§ **DIRECTIVE**: From the line with "point_to MUST indicate the smiling mouth" to the final line of the records, reproduce every line exactly and only those lines.

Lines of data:
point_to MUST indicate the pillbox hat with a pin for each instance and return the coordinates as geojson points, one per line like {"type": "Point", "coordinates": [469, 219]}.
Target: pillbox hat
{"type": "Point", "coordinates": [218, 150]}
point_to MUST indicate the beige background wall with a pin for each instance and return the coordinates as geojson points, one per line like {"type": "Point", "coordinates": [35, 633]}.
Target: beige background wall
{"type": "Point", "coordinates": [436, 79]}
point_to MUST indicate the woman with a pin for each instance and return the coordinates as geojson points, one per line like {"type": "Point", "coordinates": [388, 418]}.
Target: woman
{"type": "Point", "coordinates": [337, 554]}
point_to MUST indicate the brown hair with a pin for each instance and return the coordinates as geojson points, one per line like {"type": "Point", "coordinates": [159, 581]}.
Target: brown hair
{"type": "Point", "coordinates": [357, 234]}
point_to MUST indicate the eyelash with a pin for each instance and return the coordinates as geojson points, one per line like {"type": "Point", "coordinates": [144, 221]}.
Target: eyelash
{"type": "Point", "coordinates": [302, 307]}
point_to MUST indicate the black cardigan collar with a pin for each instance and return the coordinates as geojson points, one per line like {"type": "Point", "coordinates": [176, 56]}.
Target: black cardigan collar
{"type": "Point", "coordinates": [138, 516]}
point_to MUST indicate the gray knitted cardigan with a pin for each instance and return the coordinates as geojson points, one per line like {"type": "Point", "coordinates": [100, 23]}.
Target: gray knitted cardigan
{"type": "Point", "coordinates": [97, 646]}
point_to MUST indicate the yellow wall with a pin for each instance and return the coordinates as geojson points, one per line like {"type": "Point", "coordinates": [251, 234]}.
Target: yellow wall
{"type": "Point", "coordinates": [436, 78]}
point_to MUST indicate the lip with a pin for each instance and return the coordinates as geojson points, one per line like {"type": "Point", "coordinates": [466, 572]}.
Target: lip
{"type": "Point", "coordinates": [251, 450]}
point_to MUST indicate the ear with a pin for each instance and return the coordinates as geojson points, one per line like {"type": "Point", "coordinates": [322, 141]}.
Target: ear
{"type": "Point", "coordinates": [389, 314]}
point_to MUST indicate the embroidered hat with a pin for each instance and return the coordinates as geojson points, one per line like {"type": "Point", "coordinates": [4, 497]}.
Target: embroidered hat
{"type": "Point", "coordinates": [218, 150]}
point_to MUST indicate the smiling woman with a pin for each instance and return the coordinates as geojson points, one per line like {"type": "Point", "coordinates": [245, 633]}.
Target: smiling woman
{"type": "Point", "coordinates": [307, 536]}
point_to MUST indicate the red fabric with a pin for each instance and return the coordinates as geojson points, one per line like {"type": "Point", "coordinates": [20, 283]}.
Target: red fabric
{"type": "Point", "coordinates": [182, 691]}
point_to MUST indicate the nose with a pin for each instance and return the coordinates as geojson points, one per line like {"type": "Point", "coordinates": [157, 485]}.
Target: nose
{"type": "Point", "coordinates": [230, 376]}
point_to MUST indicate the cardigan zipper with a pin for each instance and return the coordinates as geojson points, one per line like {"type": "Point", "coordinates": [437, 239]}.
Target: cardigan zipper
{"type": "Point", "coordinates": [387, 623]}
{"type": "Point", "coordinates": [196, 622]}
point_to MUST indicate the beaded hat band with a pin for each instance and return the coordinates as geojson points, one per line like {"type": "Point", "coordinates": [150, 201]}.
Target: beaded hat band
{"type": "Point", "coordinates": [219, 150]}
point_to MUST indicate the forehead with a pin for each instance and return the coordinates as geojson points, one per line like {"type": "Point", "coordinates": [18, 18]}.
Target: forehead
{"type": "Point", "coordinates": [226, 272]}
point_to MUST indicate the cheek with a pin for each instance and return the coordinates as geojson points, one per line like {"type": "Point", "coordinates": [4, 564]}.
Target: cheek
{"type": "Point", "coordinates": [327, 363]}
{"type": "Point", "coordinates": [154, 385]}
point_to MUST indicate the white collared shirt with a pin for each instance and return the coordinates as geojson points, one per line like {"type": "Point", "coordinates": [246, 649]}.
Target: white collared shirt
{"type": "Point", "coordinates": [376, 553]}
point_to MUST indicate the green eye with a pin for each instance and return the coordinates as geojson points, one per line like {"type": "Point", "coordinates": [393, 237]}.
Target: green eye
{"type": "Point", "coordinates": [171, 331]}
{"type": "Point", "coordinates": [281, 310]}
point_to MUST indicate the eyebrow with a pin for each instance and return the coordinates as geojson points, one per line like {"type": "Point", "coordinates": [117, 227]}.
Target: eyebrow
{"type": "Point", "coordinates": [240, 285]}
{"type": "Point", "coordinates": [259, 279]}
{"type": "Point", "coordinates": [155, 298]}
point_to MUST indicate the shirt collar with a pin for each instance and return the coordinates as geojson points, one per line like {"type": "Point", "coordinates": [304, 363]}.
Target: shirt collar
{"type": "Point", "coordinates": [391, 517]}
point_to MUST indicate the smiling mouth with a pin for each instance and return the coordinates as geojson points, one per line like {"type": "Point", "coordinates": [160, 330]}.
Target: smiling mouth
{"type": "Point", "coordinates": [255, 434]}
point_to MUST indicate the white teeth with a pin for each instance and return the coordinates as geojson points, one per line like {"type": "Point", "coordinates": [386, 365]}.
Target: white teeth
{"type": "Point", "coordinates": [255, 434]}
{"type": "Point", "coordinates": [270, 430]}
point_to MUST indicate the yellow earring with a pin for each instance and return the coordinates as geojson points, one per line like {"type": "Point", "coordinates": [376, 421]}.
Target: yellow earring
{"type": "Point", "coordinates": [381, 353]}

§ **ANSWER FOR THE TASK**:
point_to MUST indicate the smiling mouth with a pin for each instance and return the coordinates as geojson points, one per line like {"type": "Point", "coordinates": [160, 330]}.
Target: smiling mouth
{"type": "Point", "coordinates": [255, 434]}
point_to MUST indicate the white teeth with a pin for each instance and return the coordinates as geojson points, one per line like {"type": "Point", "coordinates": [386, 365]}.
Target: white teeth
{"type": "Point", "coordinates": [255, 434]}
{"type": "Point", "coordinates": [270, 430]}
point_to MUST indicate the yellow earring with a pin for each instance and return the coordinates as geojson points, one per line like {"type": "Point", "coordinates": [376, 421]}.
Target: yellow earring
{"type": "Point", "coordinates": [381, 353]}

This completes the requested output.